### WHAT TO PRODUCE:
Update the data below by replacing "single point" with "one point" wherever it appears, changing nothing else, and leave the pictures out of your answer.

### RECORDS PROVIDED:

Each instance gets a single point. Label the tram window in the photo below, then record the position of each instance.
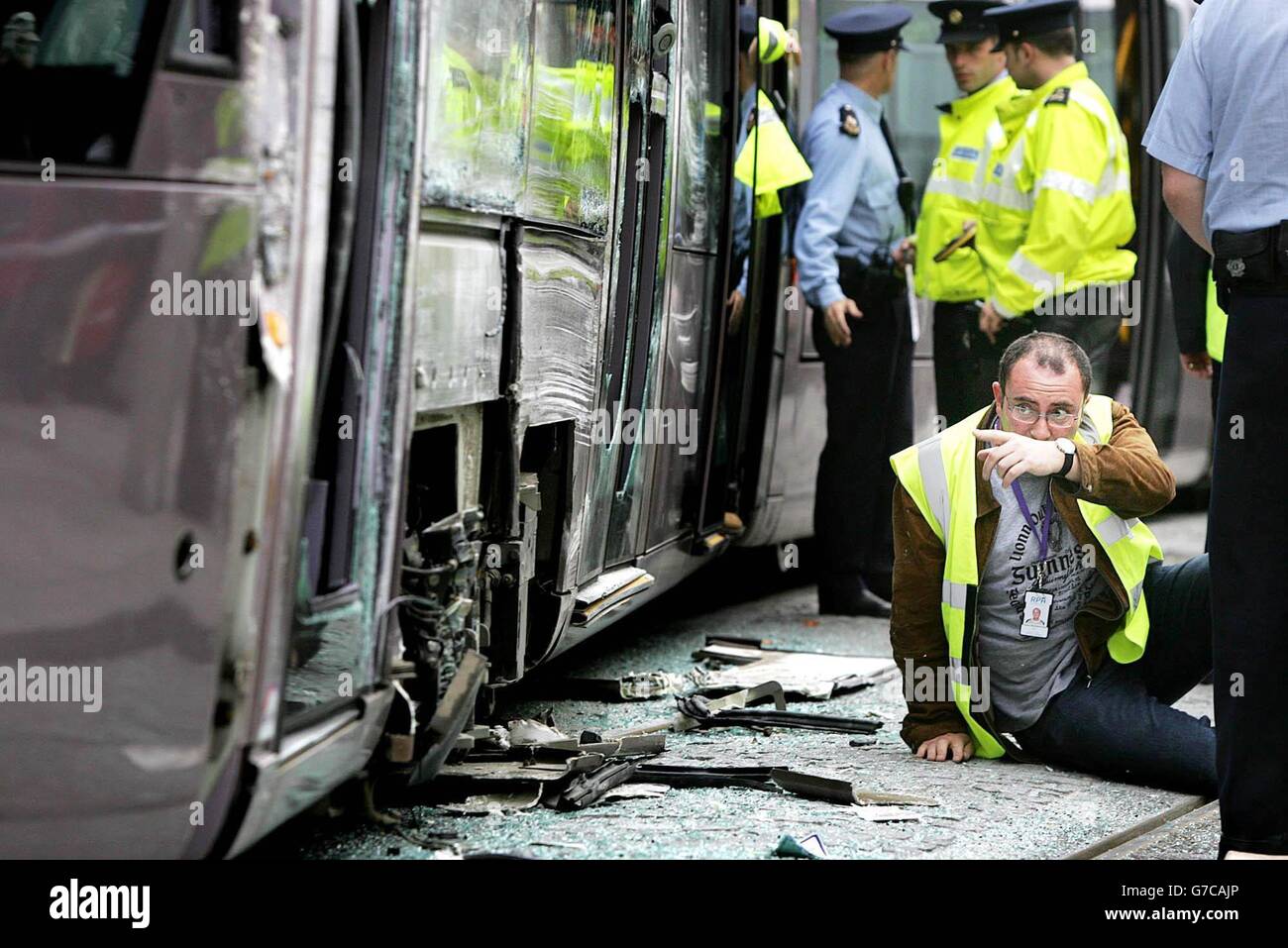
(571, 125)
(75, 75)
(699, 158)
(477, 101)
(205, 38)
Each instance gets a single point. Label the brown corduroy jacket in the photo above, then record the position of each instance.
(1126, 474)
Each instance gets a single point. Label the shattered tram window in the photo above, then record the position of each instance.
(699, 156)
(571, 130)
(477, 101)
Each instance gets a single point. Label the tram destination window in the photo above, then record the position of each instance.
(75, 76)
(571, 127)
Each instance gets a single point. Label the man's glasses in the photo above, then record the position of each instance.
(1056, 417)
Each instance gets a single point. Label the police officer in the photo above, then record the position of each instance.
(850, 239)
(1056, 210)
(1219, 132)
(949, 270)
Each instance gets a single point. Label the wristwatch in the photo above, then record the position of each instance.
(1069, 454)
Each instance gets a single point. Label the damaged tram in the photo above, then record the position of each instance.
(361, 357)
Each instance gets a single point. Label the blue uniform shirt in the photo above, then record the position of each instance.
(1224, 112)
(851, 202)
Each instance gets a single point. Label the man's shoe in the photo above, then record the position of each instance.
(862, 603)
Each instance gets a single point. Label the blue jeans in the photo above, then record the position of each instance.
(1121, 724)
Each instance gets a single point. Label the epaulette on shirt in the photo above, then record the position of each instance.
(849, 121)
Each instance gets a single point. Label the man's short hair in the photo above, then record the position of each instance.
(1057, 43)
(1051, 351)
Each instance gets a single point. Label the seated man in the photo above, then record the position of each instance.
(1021, 579)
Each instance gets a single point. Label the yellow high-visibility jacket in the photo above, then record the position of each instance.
(940, 476)
(1215, 324)
(1056, 210)
(969, 130)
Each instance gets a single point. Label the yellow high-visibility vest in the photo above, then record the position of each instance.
(1056, 209)
(939, 474)
(771, 40)
(1215, 324)
(772, 163)
(969, 132)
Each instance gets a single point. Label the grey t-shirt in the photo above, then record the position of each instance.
(1025, 672)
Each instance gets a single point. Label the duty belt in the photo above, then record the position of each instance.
(1252, 263)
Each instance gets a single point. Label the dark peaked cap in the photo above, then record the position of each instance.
(868, 29)
(1029, 18)
(962, 21)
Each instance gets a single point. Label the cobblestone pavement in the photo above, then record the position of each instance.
(986, 809)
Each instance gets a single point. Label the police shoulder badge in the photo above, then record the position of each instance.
(849, 121)
(1060, 97)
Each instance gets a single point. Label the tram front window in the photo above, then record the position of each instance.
(75, 77)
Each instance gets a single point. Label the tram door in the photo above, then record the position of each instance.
(666, 300)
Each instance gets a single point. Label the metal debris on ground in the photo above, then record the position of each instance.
(588, 789)
(809, 675)
(636, 685)
(510, 801)
(887, 814)
(686, 776)
(767, 690)
(809, 848)
(698, 708)
(840, 791)
(638, 791)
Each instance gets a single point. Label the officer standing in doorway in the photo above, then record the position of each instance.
(949, 270)
(850, 247)
(1220, 133)
(1056, 213)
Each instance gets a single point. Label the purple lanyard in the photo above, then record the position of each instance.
(1044, 532)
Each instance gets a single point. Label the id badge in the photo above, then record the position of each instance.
(1037, 613)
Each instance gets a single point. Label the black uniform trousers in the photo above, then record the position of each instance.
(965, 363)
(868, 419)
(1248, 550)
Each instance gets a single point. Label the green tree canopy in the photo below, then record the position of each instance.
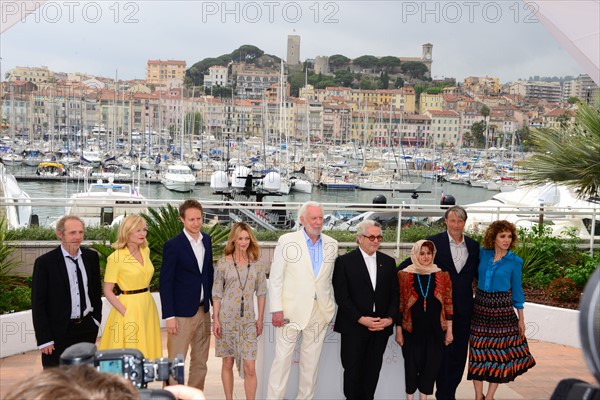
(414, 69)
(193, 122)
(476, 137)
(343, 78)
(338, 60)
(385, 80)
(246, 53)
(389, 63)
(366, 61)
(370, 83)
(568, 155)
(398, 83)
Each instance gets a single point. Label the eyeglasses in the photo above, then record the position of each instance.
(373, 238)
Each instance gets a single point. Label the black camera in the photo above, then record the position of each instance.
(129, 363)
(589, 330)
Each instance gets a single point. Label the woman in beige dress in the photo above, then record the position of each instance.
(238, 276)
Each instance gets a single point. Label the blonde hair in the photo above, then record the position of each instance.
(129, 224)
(253, 248)
(73, 383)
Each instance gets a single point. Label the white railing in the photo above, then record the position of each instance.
(478, 219)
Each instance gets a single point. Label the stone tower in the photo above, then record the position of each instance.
(293, 57)
(322, 65)
(427, 57)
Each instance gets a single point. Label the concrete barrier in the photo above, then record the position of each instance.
(543, 323)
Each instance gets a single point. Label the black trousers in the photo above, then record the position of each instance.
(362, 357)
(454, 359)
(85, 331)
(422, 360)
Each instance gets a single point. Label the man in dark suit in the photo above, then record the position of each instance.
(66, 294)
(459, 256)
(365, 285)
(186, 279)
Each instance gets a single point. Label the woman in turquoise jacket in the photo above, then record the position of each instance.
(498, 349)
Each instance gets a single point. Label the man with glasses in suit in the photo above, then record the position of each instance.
(365, 284)
(66, 300)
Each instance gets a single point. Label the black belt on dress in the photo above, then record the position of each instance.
(134, 291)
(77, 321)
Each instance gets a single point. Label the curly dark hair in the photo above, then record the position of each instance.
(494, 229)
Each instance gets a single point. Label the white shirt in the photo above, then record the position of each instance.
(371, 262)
(459, 252)
(74, 286)
(198, 248)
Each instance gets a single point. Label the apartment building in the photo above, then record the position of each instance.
(37, 75)
(582, 87)
(161, 72)
(217, 76)
(468, 117)
(547, 91)
(431, 102)
(481, 86)
(252, 83)
(445, 127)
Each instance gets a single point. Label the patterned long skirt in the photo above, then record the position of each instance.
(497, 352)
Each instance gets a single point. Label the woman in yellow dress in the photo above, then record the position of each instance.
(133, 321)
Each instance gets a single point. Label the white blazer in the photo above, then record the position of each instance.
(292, 283)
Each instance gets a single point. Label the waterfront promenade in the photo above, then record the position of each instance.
(554, 363)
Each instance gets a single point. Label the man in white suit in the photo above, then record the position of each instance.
(301, 300)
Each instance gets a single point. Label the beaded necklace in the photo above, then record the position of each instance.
(426, 292)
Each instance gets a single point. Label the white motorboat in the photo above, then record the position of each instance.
(300, 185)
(12, 159)
(104, 202)
(562, 210)
(386, 182)
(179, 178)
(17, 210)
(50, 169)
(91, 157)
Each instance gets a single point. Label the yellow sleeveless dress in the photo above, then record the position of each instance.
(140, 327)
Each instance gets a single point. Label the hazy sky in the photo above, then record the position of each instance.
(470, 38)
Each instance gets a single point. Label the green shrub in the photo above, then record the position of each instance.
(563, 289)
(581, 271)
(15, 294)
(7, 262)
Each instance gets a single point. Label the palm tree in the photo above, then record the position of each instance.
(569, 155)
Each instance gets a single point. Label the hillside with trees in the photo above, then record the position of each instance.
(374, 73)
(247, 53)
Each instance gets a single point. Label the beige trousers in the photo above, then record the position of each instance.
(194, 334)
(313, 337)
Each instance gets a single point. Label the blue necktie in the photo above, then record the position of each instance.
(82, 305)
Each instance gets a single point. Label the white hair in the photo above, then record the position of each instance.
(362, 227)
(304, 207)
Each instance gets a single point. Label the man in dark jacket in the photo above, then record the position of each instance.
(365, 285)
(458, 255)
(66, 294)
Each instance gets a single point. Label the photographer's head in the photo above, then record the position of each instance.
(74, 383)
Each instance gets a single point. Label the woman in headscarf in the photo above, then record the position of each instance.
(425, 319)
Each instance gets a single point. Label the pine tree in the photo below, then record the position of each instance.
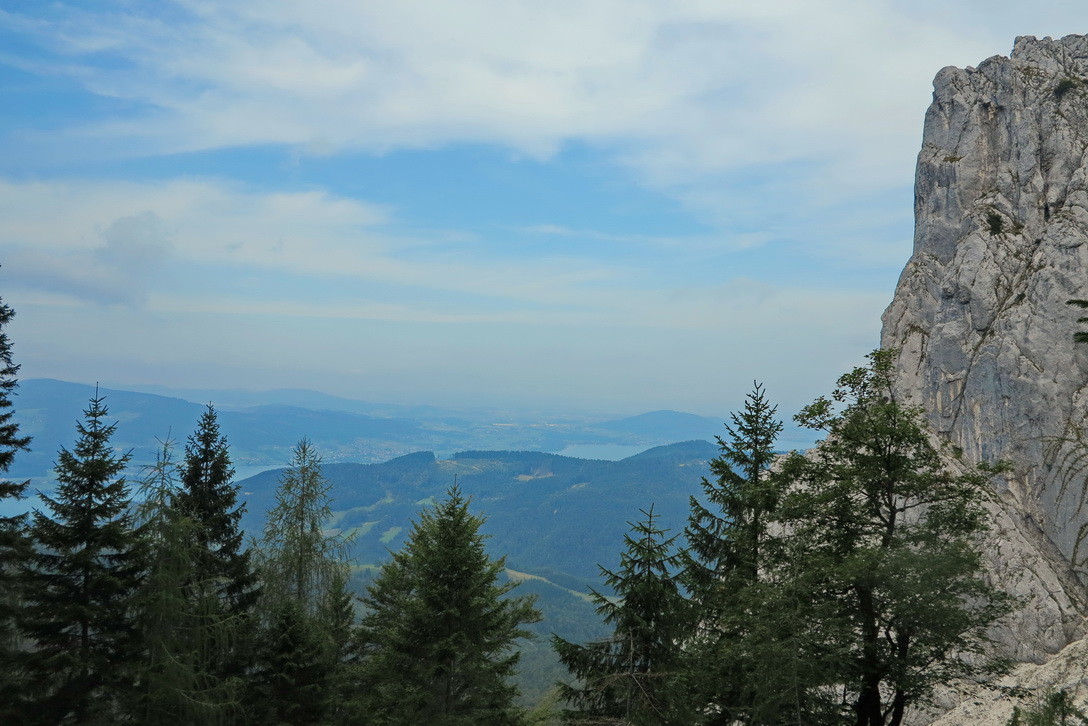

### SOLUTION TO THE EXERCISE:
Each instance gets a one point. Label the tram window in the photo below, then record the position of each instance.
(571, 125)
(75, 75)
(699, 158)
(477, 101)
(205, 38)
Each instance gets a one point. Label the brown corduroy jacket in the photo above, then record the position of each instance.
(1126, 474)
Each instance gets a one point. Label the shattered tram window in the photo above, then record the position of each instance.
(699, 156)
(571, 130)
(477, 101)
Each instance gets a one point. Label the tram destination window in the photo above, then record the position of each instance.
(75, 76)
(571, 127)
Each instance gets a one point. Label the man's glasses in the photo above, then record the position of each instance.
(1056, 417)
Each instance gets a one point. Label the police officer in the photo above, then record the position of each instance.
(850, 239)
(1056, 210)
(1219, 132)
(949, 270)
Each instance gets a one point. Label the wristwatch in the photo above, then record the position of each instance.
(1069, 454)
Each instance gets a one point. Label the damaged tram in the photo above, then record the position of each instance.
(361, 357)
Each instance gets a one point. Label the blue uniform shirt in the photo above, then record the position of each instance.
(1224, 112)
(851, 202)
Each instance gets a one point. Label the man's shoe in the photo above, then record the position of each instance.
(862, 603)
Each instance gets a one point. Label the blue jeans in the photo above, then record the position of each instance.
(1121, 724)
Each instance gets a one point. Label the epaulette on shirt in the photo above, then record the position of each instance.
(849, 121)
Each instance gets a one point. Label the man's short hair in the photo above, then record the position of each instance.
(1057, 43)
(1051, 351)
Each instance gets a one point. Label the seated man in the photo above, then record the position of each instance.
(1021, 579)
Each instance gets a one point. Label the yellow high-visibility jacket in the photo above, then record the position of each instance.
(940, 476)
(1215, 324)
(1056, 210)
(969, 130)
Each instance gets a one point. Label the yellow high-visibility vest in the photo above, then record the position of each instance.
(1056, 209)
(939, 474)
(771, 40)
(1215, 324)
(772, 163)
(969, 132)
Each instance gets a one point. Label the grey t-shirt in the photo above, then record the position of each instance.
(1025, 672)
Each instance gets a one point. Label the duty belt in the photo above, then record the position of each instance.
(1252, 263)
Each instance gets a one point. Label the dark peaked cap in the photo above, then record the position of each instance.
(868, 29)
(1029, 18)
(962, 21)
Each instance gets a one point. Label the cobblestone pavement in the photo above, then record the position of each instance.
(986, 809)
Each instance gets a one point. Label the police shoulder badge in the photo above, then record the position of each instance.
(849, 121)
(1060, 97)
Each instance gets a one point. Label the tram front window in the photo above, then record the position of each instance.
(75, 77)
Each instance gets a one point. Label the tram door in the photo above, then record the position of each instance.
(666, 300)
Each instance gets a one point. Label the metal debris on ground in the photo above, then record the position of each instance.
(588, 789)
(809, 675)
(636, 685)
(510, 801)
(887, 814)
(686, 776)
(767, 690)
(809, 848)
(698, 708)
(840, 791)
(638, 791)
Each instance gets a one point. Label the officer standing in doorway in the photo above, then record the position of each instance.
(949, 270)
(850, 247)
(1220, 133)
(1056, 213)
Each instance gets a one point. Label the purple lanyard in the photo above, then record the position of each instance.
(1044, 532)
Each instance gets a one point. Label the id badge in the photo above, then record the position of each instance.
(1037, 613)
Each instance gets a one point. Label the black uniform trousers in the photo above, then record the position of each instance.
(965, 363)
(868, 419)
(1248, 550)
Each instance gets a one point. Label the green tree canopy in the photo below, then record the position of each instance.
(414, 69)
(193, 122)
(476, 137)
(343, 78)
(338, 60)
(385, 80)
(246, 53)
(389, 63)
(366, 61)
(370, 83)
(568, 155)
(398, 83)
Each instance gets a one point. Label the eyeglasses in the photo above, then record the position of each instance.
(373, 238)
Each instance gets a one point. Label the black camera in the photo above, then record the position of each instance.
(129, 363)
(589, 330)
Each instance gets a one point. Label the woman in beige dress in the photo above, then record the position of each instance.
(238, 276)
Each instance gets a one point. Label the blonde hair in the photo above, then record the position of each instance.
(129, 224)
(253, 248)
(73, 383)
Each instance gets a one point. Label the white railing in the photo above, then record the position of each instance.
(478, 219)
Each instance gets a one point. Label the stone tower in the photo above, then record the position of each instance.
(293, 57)
(322, 65)
(427, 57)
Each instance gets a one point. Label the concrete barrier in the photo above, then record the position of each instance.
(543, 323)
Each instance gets a one point. Label the black trousers in the photo above, then record the position of each instance.
(362, 357)
(454, 359)
(85, 331)
(422, 360)
Each instance gets a one point. Label the man in dark suit in the photo above, then record the position of each instance.
(66, 294)
(459, 256)
(365, 285)
(186, 279)
Each instance gets a one point. Label the woman in turquoise jacket in the photo above, then record the position of each instance.
(498, 349)
Each instance gets a one point. Label the man with glasses in suit in the photo above, then record the position of each instance.
(365, 284)
(66, 300)
Each instance gets a one point. Label the black belt on dress in the photo above, then record the position of each instance.
(134, 291)
(77, 321)
Each instance gets a one point. Label the curly dark hair in the photo above, then record the position of each instance.
(494, 229)
Each instance gets a one point. Label the white shirt in the photo above, then record the position of each instance.
(371, 262)
(459, 252)
(74, 286)
(198, 248)
Each instance gets a one point. Label the apartment building in the photo above, then record the position of each instance.
(37, 75)
(582, 87)
(161, 72)
(217, 76)
(468, 117)
(547, 91)
(431, 102)
(481, 86)
(252, 83)
(445, 127)
Each instance gets a one point. Label the patterned long skirt in the photo above, then record the position of each instance.
(497, 352)
Each instance gets a one point. Label the woman in yellow dress in the photo above, then record the position of each instance.
(133, 321)
Each instance gets a one point. Label the white blazer in the photo above, then record the position of each instance.
(292, 283)
Each instance gets a one point. Label the waterfront promenade in the photo above, then record the position of each instance.
(554, 363)
Each instance gets a one point. Label the man in white suit in the photo above, then record the position of each instance.
(301, 300)
Each instance gets a one point. Label the beaded necklace in the photo above, then record the position of each instance.
(426, 292)
Each instance gets a one point. Label the white motorboat in the photo above, then record the position of each instance.
(300, 185)
(12, 159)
(104, 202)
(562, 210)
(386, 182)
(179, 178)
(17, 210)
(50, 169)
(91, 157)
Each instance gets a one point. Label the yellow sleeveless dress in the photo above, then record the position of each instance.
(140, 327)
Each instance gets a one point. Label the hazy sky in the photo above, then record the position of each instance.
(470, 38)
Each instance gets a one point. Label the green shrub in the photo above, then record the position of each instance.
(563, 289)
(581, 271)
(15, 294)
(7, 262)
Each instance gets a one point. Label the palm tree in the photo above, then record the position of each instance.
(569, 155)
Each instance gets a one point. Label the hillside with trees in the photo above, then record the position of each instance.
(374, 73)
(247, 53)
Each instance gets a one point. Label the beige trousers in the photo above, then record the position of each instance.
(194, 334)
(313, 337)
Each instance gets a one point. Label the blue necktie in the photo above, then record the position of each instance.
(82, 305)
Each instance gets a one point. Label the white hair in the photo above, then record the position of each instance.
(362, 227)
(304, 207)
Each instance gets a one point. Label the man in dark jacket in the photo above, then record the position of each instance.
(365, 285)
(458, 255)
(66, 294)
Each instance gets a one point. Label the photographer's head in the photo above, then record the position of each instance.
(74, 383)
Each instance gets a one point. Label the woman in headscarf in the photo above, then record the position of each instance.
(425, 319)
Each instance gets a one point. Label the pine tree in the photo below, then record the position of each instance.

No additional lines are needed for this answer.